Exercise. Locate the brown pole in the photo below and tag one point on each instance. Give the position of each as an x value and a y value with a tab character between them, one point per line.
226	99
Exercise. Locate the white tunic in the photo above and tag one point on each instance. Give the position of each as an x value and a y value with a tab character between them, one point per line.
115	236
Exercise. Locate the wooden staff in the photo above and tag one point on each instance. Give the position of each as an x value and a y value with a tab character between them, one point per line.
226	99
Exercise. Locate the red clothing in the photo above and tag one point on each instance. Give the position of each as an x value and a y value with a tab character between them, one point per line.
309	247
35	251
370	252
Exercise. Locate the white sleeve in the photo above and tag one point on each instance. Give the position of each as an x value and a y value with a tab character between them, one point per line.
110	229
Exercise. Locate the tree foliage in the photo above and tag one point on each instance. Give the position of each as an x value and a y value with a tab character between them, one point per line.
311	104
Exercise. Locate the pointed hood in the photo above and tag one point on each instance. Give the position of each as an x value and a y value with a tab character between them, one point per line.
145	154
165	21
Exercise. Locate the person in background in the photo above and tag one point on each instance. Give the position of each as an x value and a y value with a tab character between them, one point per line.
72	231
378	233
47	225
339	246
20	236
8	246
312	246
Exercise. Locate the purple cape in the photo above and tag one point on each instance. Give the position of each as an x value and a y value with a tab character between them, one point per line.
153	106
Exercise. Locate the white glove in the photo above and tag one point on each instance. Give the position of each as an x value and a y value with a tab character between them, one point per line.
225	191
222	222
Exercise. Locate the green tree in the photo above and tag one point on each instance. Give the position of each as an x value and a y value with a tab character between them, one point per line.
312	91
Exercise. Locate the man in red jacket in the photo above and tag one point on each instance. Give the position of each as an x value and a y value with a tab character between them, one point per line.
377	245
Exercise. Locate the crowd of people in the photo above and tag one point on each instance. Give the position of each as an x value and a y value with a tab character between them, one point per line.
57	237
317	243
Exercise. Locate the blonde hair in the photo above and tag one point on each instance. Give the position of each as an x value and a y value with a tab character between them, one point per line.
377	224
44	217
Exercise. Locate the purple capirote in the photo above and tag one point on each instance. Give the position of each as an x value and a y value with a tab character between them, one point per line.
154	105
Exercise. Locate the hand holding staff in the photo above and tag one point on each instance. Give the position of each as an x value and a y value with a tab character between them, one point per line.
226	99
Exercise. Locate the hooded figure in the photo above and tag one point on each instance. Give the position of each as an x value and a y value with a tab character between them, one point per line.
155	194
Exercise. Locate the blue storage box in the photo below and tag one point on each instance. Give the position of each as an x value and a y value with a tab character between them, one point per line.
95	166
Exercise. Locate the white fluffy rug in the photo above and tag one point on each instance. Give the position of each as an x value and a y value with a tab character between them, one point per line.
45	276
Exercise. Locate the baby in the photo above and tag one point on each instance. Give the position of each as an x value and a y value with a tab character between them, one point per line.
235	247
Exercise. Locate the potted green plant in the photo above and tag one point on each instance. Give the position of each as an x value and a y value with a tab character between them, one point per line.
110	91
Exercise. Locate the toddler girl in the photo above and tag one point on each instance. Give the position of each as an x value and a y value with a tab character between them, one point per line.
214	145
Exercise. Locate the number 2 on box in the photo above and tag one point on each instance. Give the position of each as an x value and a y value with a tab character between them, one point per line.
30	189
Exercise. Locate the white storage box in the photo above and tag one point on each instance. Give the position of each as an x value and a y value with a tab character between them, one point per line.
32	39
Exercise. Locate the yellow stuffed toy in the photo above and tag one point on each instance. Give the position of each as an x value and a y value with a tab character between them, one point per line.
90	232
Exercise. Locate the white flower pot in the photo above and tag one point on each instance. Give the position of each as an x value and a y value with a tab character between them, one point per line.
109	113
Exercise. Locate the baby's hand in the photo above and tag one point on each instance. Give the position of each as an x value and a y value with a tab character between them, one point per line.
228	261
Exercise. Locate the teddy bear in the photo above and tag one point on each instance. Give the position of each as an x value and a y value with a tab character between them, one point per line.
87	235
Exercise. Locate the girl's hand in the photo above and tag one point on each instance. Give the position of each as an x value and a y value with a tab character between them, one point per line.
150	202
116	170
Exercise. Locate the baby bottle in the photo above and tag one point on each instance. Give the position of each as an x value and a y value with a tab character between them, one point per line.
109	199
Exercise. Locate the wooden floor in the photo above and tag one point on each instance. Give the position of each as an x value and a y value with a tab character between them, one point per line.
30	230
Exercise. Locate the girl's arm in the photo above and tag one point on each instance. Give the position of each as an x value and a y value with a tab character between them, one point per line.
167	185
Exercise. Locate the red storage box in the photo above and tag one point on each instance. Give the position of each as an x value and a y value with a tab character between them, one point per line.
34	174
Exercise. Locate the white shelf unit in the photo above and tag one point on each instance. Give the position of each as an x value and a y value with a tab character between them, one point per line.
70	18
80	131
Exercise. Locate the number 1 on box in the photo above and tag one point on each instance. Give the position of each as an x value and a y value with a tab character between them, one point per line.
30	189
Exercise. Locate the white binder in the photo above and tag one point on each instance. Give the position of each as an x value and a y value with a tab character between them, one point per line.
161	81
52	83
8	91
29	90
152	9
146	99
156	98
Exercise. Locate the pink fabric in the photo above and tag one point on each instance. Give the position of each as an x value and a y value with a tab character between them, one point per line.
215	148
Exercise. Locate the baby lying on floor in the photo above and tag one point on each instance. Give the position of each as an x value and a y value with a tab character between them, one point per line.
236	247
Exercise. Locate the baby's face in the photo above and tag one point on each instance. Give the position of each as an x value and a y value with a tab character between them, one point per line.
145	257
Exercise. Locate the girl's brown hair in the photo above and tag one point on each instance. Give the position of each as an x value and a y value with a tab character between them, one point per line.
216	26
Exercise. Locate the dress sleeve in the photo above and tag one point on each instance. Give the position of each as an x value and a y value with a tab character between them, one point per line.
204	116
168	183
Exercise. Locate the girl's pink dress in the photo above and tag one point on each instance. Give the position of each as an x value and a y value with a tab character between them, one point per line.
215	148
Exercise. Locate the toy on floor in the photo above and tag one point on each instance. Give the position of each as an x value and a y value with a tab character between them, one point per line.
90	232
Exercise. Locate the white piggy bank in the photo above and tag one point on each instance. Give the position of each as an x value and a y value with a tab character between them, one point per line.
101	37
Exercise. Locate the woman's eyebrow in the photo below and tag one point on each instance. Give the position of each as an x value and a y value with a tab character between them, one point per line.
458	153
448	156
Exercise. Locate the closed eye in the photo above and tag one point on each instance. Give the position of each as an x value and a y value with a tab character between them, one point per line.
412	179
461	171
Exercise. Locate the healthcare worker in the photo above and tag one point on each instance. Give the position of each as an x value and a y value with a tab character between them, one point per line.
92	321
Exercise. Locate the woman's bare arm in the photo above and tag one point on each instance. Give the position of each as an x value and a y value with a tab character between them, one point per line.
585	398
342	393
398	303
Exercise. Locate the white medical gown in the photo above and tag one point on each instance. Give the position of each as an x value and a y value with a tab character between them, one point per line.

◆ What is required ◆
Could you give the entries again from the line containing "Exercise. Locate the healthcare" through the end of the entries, swapping "tag" for "mark" and leaving everything else unchanged?

◆ Expected output ◆
Exercise. Locate the healthcare worker in the photo above and mark one point on each instance. Give the position of each as an x value and a y value with a tab character between them, one point per line.
92	321
Exercise. Locate the woman's bare arm in the photo above and mark one point on each instance. Give the position of each as an x value and a y value with a tab character between them, one point per line.
585	398
342	393
398	303
Exercise. Locate the white medical gown in the photo above and mark one point on each instance. Give the position of each as an x value and a y value with a tab character between them, one point per line.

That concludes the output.